## Directive
Begin at the line below that contains "Practice. Spot the bicycle frame". Repeat it and all remaining lines of the records exactly.

[Coordinate annotation entries]
··········
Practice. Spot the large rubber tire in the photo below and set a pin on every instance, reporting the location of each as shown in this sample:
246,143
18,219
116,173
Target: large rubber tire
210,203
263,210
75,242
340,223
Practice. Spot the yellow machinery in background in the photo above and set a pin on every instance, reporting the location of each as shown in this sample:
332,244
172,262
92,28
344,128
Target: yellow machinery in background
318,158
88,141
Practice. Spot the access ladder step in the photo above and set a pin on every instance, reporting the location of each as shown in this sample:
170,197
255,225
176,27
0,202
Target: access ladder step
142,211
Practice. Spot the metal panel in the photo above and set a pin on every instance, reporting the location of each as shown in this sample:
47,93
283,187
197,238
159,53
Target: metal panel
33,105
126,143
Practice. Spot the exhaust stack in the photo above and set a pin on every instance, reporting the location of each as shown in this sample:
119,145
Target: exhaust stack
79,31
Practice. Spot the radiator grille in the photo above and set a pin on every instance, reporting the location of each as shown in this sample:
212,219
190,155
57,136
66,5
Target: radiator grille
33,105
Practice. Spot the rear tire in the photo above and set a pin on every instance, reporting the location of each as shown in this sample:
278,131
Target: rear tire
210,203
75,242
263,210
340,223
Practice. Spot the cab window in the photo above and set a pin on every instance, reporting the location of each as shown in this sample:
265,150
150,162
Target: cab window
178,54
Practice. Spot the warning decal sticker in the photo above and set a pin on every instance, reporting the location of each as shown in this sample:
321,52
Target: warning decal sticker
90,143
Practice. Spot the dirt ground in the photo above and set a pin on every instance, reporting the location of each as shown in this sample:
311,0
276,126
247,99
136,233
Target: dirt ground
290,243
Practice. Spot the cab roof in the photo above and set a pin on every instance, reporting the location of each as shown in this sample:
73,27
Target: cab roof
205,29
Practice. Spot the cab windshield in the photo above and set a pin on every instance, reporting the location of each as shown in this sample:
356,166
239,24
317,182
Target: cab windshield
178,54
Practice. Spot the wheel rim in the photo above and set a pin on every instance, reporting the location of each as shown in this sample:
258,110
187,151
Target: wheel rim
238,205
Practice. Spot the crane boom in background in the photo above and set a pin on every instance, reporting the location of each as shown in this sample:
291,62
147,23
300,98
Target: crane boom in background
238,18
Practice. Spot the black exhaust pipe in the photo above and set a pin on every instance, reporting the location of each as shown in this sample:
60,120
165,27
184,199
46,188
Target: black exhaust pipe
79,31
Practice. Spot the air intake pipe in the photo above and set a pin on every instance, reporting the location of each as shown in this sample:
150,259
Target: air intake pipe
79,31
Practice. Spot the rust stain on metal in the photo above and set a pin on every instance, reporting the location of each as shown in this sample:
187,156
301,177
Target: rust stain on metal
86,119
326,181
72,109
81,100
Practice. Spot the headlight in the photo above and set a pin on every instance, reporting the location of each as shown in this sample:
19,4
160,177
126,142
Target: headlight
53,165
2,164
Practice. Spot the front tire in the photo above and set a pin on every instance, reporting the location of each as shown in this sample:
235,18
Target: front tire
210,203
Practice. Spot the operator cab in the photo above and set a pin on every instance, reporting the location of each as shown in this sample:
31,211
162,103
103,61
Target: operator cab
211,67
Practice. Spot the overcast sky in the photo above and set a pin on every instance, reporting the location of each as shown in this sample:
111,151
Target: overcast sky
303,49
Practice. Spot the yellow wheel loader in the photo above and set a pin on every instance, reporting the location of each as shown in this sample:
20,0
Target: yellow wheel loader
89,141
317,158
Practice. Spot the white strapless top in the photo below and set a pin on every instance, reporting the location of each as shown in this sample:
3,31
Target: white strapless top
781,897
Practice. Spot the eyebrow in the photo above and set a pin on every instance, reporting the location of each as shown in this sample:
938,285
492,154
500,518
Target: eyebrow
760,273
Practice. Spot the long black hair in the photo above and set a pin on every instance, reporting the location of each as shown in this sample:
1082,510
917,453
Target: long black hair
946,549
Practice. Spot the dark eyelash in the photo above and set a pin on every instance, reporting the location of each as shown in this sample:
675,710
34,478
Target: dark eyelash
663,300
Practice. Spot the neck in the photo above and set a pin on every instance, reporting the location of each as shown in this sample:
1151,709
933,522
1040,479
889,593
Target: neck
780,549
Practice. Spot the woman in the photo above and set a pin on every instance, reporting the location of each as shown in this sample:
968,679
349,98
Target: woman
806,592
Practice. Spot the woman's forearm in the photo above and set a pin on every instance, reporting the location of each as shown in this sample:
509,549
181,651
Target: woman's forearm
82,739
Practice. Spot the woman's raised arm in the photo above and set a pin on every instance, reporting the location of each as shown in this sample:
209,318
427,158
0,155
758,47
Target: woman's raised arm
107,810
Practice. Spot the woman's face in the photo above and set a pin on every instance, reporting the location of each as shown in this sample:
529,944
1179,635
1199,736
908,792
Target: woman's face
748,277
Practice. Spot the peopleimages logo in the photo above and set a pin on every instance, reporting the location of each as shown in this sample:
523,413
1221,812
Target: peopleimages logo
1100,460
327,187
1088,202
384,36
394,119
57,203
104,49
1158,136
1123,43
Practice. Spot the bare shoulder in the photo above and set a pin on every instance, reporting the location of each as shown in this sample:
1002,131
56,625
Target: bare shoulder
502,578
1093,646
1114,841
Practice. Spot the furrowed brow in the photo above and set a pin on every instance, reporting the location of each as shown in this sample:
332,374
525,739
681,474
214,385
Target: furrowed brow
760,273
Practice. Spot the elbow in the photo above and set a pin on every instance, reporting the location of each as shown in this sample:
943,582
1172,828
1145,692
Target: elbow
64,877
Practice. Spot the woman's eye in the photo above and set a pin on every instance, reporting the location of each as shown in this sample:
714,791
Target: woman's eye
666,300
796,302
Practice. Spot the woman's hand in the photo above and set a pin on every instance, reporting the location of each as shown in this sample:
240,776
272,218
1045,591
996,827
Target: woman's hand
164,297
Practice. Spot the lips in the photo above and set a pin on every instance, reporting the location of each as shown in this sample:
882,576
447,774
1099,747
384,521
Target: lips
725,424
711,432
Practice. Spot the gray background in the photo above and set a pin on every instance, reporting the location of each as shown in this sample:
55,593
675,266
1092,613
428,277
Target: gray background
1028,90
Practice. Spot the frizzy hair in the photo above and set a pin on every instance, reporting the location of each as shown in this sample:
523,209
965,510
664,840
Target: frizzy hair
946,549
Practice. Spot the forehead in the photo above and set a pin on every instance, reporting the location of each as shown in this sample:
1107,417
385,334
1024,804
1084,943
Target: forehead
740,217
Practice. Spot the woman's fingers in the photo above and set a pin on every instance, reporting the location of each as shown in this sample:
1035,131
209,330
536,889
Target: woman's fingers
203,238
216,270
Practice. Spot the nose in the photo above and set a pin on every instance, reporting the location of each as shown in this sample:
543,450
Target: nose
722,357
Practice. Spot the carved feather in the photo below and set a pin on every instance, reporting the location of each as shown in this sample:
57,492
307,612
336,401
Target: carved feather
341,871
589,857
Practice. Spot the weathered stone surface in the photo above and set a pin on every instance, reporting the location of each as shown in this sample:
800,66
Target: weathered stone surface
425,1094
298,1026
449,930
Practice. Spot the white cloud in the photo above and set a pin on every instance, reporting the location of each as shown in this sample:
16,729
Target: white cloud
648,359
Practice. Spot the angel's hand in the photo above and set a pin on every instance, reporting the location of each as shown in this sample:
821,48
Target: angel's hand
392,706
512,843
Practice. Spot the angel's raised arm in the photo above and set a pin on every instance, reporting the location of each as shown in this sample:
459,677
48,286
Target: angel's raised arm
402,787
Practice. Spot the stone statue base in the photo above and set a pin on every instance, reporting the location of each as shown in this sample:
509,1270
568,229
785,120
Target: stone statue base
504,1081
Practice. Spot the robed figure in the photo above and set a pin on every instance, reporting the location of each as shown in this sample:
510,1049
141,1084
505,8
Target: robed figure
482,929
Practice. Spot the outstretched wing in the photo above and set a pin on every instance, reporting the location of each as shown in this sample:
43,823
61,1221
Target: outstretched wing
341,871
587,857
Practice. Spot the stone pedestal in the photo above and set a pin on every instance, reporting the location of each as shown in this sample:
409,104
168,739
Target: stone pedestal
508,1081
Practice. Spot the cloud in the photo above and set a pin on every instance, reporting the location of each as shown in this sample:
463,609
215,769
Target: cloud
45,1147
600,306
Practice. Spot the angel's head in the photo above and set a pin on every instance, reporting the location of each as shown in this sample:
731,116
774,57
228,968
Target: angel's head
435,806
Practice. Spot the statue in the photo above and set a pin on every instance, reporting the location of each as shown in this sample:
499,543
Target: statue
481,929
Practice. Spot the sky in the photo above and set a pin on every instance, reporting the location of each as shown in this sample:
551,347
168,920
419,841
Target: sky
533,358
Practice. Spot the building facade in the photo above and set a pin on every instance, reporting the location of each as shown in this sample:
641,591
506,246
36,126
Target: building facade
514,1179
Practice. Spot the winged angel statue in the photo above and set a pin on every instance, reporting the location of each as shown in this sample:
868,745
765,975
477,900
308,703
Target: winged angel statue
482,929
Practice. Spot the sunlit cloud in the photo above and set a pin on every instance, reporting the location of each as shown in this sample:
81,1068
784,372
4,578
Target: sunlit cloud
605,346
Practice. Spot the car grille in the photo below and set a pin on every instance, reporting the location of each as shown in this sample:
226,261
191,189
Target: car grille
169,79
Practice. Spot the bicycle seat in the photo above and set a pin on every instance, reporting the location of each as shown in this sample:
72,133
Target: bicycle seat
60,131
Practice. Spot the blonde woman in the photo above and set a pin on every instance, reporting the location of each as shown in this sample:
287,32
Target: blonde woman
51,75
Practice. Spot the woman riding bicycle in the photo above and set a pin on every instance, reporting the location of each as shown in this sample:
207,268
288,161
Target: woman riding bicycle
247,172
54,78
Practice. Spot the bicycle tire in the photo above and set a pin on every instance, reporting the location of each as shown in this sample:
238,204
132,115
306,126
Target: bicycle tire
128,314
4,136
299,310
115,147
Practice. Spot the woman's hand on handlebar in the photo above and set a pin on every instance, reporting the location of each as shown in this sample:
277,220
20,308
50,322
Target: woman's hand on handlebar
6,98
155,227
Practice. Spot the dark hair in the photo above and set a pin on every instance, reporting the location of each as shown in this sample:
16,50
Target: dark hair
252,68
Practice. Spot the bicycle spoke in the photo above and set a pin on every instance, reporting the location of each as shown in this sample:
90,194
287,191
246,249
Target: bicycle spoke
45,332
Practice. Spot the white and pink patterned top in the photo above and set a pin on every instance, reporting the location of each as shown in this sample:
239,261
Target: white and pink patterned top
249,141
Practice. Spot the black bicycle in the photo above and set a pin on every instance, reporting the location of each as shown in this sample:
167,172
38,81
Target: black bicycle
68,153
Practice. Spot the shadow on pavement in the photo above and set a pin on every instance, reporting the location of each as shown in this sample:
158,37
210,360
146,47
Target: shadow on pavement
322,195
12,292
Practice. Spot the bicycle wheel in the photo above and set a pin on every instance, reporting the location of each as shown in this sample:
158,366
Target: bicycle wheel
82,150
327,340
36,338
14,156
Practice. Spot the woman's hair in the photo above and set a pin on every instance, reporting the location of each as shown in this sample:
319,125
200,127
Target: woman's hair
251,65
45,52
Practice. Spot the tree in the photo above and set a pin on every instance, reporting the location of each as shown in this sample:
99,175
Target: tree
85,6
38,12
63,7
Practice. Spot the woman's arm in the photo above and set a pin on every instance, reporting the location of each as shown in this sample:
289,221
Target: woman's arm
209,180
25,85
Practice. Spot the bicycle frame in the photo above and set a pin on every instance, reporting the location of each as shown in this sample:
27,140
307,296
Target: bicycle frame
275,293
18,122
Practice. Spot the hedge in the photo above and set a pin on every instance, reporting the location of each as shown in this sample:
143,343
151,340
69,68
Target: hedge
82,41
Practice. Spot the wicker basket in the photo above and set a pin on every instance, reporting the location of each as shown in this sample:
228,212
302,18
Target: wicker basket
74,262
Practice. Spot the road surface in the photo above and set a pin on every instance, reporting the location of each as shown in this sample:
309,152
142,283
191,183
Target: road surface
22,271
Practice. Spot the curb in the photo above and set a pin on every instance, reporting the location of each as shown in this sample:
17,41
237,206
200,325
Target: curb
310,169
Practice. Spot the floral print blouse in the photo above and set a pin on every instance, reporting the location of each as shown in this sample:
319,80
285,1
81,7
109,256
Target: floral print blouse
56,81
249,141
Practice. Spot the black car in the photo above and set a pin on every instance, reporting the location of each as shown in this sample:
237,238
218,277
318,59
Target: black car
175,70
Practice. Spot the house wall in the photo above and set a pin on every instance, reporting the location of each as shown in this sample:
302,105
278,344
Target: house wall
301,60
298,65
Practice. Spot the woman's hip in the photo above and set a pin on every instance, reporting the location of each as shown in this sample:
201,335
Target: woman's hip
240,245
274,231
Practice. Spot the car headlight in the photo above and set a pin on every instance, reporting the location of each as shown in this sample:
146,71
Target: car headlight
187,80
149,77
··········
## Answer for this exercise
Practice. Spot the bicycle frame in the photo above and set a pin on every instance, reporting the location of each as shown in this sample:
27,140
307,296
Target: bicycle frame
275,293
18,122
Practice. Spot the hedge in the photo above and set a pin on every instance, reporting the location of each as shown in this sample:
143,343
151,340
69,68
Target: hedge
82,41
Practice. Spot the wicker basket in the photo above and set a pin on every instance, reporting the location of each as shown in this sample:
228,212
302,18
Target: wicker basket
74,262
Practice. Spot the road surface in the photo above and set a pin on every instance, reporting the location of each as shown in this sample:
309,152
142,283
191,183
Target: road surface
22,271
Practice. Spot the curb in the photo above and set a pin on every instance, reporting the location of each as shown in this sample:
17,41
237,206
200,325
Target: curb
310,169
Practice. Spot the floral print blouse in the photo above and set a pin on every instance, reporting the location of each as shown in this sample:
319,80
285,1
81,7
109,256
Target: floral print blouse
56,81
249,141
Practice. Spot the black car in the photo above and set a pin on every instance, reporting the location of each as shown in this sample:
237,238
218,277
318,59
Target: black car
175,70
Practice. Spot the house wall in the photo above and set a pin on every instance, reporting the location of each as shown in this sample:
302,105
278,344
Target: house wall
301,60
298,65
Practice. Spot the woman's hip in the photo above and set a pin on every instance, reporting the location of each as shown in this sample:
201,335
Target: woman's hip
240,245
274,231
Practice. Spot the car headlight in the photo above and set a pin on every instance, reporting the location of each as shown in this sample:
146,71
Target: car headlight
187,80
149,77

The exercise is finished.